--- DOCUMENT EXCERPT ---

Legal case work is a core part of ISAC’s day-to-day work. ISAC’s case selection policy was updated in 2022 and is designed to ensure that:
- ISAC is providing consistent service to clients, communities and legal clinics;
- ISAC’s work fits within our mission, mandate and strategic priorities identified in ISAC’s strategic plan and service delivery goals.
The purpose of publishing this information is to provide clarity on what is included in ISAC’s considerations and transparency around who makes final decisions. This also helps to ensure that a consistent process is followed and decisions are made fairly. Additionally, as a specialty legal clinic focused on income security issues, ISAC’s case selection process may differ from processes used by local community legal clinics.
What we think about when deciding which cases to take on:
When determining whether ISAC should take on a litigation case, the ISAC legal team, in consultation with the Executive Director, will consider the factors listed below, which have been categorized into general factors, clinic resource factors, and risk management factors. Other ISAC policies may need to be considered when deciding to take on a case, such as the Financial Eligibility Policy.
No single factor will determine whether or not a case will be taken on. Each factor will be considered in the context of all other factors.
General factors ISAC considers when determining whether or not to take on a case:
- Does this case fit into ISAC’s strategic priorities? To what extent would the case be consistent with ISAC’s Service Proposal Objectives?
- Does this case respond to legislative changes and / or the evolving legal and/or advocacy needs of community legal clinics and client communities with respect to income security programs or workers’ rights?
- Does this case prioritize advocacy for equity-seeking groups who may be underserved and underrepresented in accessing justice, income support, or decent work?
- Does the case raise issues that have province-wide importance? Alternatively, does the case have a potentially significant impact for a community identified in our strategic priorities, or in an important but neglected part of our constituency?
- Does this case explore or advocate for alternative or additional income security measures?
Factors related to clinic resources:
- How does the case fit with other litigation or policy development and community organizing currently underway or expected?
- Do we have the staff and time resources to take on the case? Will it take time needed from other priority work?
- Are there other resources (CRO, other clinics or private bar pro bono services) that we could draw on to co-counsel or support this case? Alternatively, is there a more appropriate or effective referral for this case?

--- DATA UNDER STUDY ---

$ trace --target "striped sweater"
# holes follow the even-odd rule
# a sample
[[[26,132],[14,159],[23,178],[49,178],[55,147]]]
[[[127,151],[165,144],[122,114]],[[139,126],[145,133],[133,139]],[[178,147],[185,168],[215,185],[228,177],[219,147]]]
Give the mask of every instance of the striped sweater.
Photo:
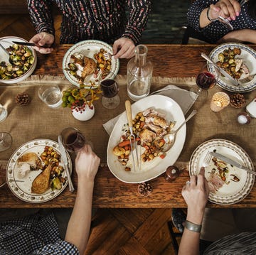
[[[95,39],[112,44],[125,37],[138,44],[151,5],[150,0],[28,0],[37,33],[54,34],[53,1],[63,14],[60,43]]]

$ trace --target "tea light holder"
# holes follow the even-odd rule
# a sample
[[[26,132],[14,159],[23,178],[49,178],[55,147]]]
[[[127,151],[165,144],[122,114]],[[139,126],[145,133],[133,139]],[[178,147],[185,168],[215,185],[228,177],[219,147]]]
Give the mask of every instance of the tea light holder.
[[[213,96],[210,102],[210,109],[213,112],[218,112],[223,109],[230,104],[230,97],[225,92],[217,92]]]

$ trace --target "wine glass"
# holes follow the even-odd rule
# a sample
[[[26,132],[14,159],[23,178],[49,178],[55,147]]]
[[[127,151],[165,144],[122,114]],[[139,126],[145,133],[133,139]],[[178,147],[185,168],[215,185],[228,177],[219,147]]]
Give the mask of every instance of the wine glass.
[[[203,66],[196,78],[197,88],[193,87],[191,89],[198,95],[198,101],[207,97],[208,89],[212,89],[216,85],[219,75],[220,69],[215,65],[208,63]]]
[[[0,132],[0,151],[9,148],[12,143],[12,137],[10,134]]]
[[[66,150],[70,152],[78,152],[86,142],[82,132],[74,127],[64,129],[60,132],[60,140]]]
[[[117,108],[120,103],[118,85],[114,77],[114,73],[110,72],[107,76],[101,74],[99,79],[102,91],[102,104],[107,109]]]

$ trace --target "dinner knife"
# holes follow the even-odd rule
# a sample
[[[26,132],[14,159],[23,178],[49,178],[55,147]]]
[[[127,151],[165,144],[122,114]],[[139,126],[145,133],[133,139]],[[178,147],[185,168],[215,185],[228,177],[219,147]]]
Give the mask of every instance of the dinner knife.
[[[25,45],[25,46],[37,46],[37,47],[41,47],[41,48],[49,48],[48,46],[46,45],[43,45],[41,46],[36,43],[26,43],[26,42],[18,42],[16,40],[13,40],[12,41],[15,44],[19,44],[20,45]]]
[[[58,144],[59,144],[60,156],[61,156],[61,158],[62,158],[62,159],[63,161],[63,163],[64,163],[64,168],[65,168],[65,170],[66,170],[66,173],[67,173],[69,190],[70,190],[70,191],[73,192],[75,190],[75,188],[74,188],[74,186],[73,186],[73,185],[72,183],[69,168],[68,168],[68,157],[67,157],[65,149],[65,148],[63,146],[63,143],[61,141],[60,136],[58,136]]]
[[[201,53],[201,57],[203,57],[205,60],[210,62],[211,64],[213,64],[214,66],[217,67],[220,72],[226,77],[228,78],[233,85],[235,86],[239,86],[238,82],[234,79],[231,75],[230,75],[227,72],[225,72],[223,68],[220,67],[215,63],[214,63],[206,54]]]
[[[228,163],[228,164],[230,164],[232,166],[235,166],[238,168],[245,170],[245,171],[247,171],[247,172],[248,172],[248,173],[251,173],[252,175],[256,175],[256,172],[246,168],[245,166],[240,164],[238,162],[236,162],[236,161],[233,161],[233,159],[226,157],[224,155],[222,155],[222,154],[220,154],[220,153],[218,153],[213,152],[213,151],[210,152],[210,154],[212,156],[213,156],[214,157],[216,157],[216,158],[218,158],[219,159],[221,159],[224,162]]]

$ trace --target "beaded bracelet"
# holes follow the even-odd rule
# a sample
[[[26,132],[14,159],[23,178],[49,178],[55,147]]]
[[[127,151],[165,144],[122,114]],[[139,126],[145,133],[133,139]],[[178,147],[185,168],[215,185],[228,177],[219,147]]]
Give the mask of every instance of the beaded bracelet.
[[[218,20],[218,18],[210,18],[210,15],[209,15],[209,13],[210,13],[210,7],[208,9],[207,11],[206,11],[206,16],[207,16],[207,18],[210,21],[210,22],[214,22],[214,21],[216,21]]]
[[[195,223],[192,223],[188,220],[185,221],[185,226],[187,229],[193,231],[194,232],[200,233],[202,225],[198,225]]]

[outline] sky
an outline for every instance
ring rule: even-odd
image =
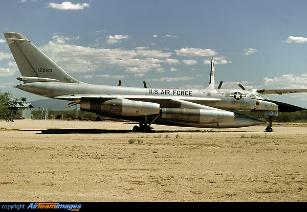
[[[96,84],[307,88],[307,1],[6,0],[0,29],[18,32],[73,77]],[[20,76],[0,35],[0,89]],[[307,107],[307,93],[267,95]]]

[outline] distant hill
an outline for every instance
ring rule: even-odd
[[[38,100],[32,101],[29,102],[32,104],[35,107],[32,108],[33,110],[38,110],[39,109],[53,110],[75,110],[76,106],[73,106],[68,108],[64,107],[70,103],[69,101],[56,100],[54,99],[43,99]]]

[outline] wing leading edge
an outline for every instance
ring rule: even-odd
[[[307,89],[262,89],[257,90],[260,94],[279,94],[296,93],[307,92]]]

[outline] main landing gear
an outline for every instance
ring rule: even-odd
[[[151,130],[154,128],[150,127],[150,125],[154,123],[154,122],[156,121],[157,119],[158,119],[160,113],[158,114],[155,119],[154,119],[154,120],[149,123],[149,124],[147,124],[147,116],[145,115],[144,122],[140,122],[139,126],[137,125],[134,126],[132,130],[135,132],[151,132]]]
[[[140,126],[135,125],[133,127],[133,131],[135,132],[151,132],[152,127],[148,125],[140,123]]]
[[[272,122],[273,122],[273,116],[272,115],[269,115],[269,123],[268,124],[268,127],[266,128],[267,132],[273,132],[273,128],[272,128]]]

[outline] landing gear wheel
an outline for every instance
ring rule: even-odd
[[[267,132],[273,132],[273,128],[271,127],[267,127],[266,130]]]
[[[147,125],[141,124],[139,126],[135,125],[133,127],[135,132],[151,132],[152,128]]]
[[[266,128],[267,132],[273,132],[273,128],[272,128],[272,122],[273,122],[273,116],[272,115],[269,116],[269,124],[268,127]]]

---

» **WHAT TO WORK ON**:
a – List the categories into which the text on ISAC's case selection sorts the factors it weighs when deciding whether to take on a litigation case.
b – Write the next part of the text on ISAC's case selection, following on from its last sentence.

» **RESULTS OF THE EXERCISE**:
a –
- General factors
- Clinic resource factors
- Risk management factors

b –
Factors related to risk management:
- What are the legal strengths and weaknesses to the case – can it be won? If success is unlikely, are there other reasons to take on the case such as having a potentially useful impact on raising public awareness of issues affecting low-income people and/or community legal clinics?
- Are there clear risks associated with taking the case? Does it raise contentious issues where there is a lack of consensus across impacted communities and in clinics?
- What is the potential negative impact if the case is lost? If the case wins, is there a potential negative impact on other individuals and communities experiencing low income? Who else will be affected by the decision?
- Does the case qualify according to the ISAC Financial Eligibility Policy, either on the basis of financial criteria or as an exemption?
Who decides if ISAC will take on a case?
- Where the case falls within ISAC’s strategic goals, the Executive Director has final authority to accept or refuse the case.
- Where the case is contentious or there is a risk of it causing divisions in the community, staff will consult with the Board before making a decision.
- Where the case falls outside ISAC’s strategic priorities but staff recommend that it should go forward, staff will obtain approval from the Board (or a committee or individual designated by the Board).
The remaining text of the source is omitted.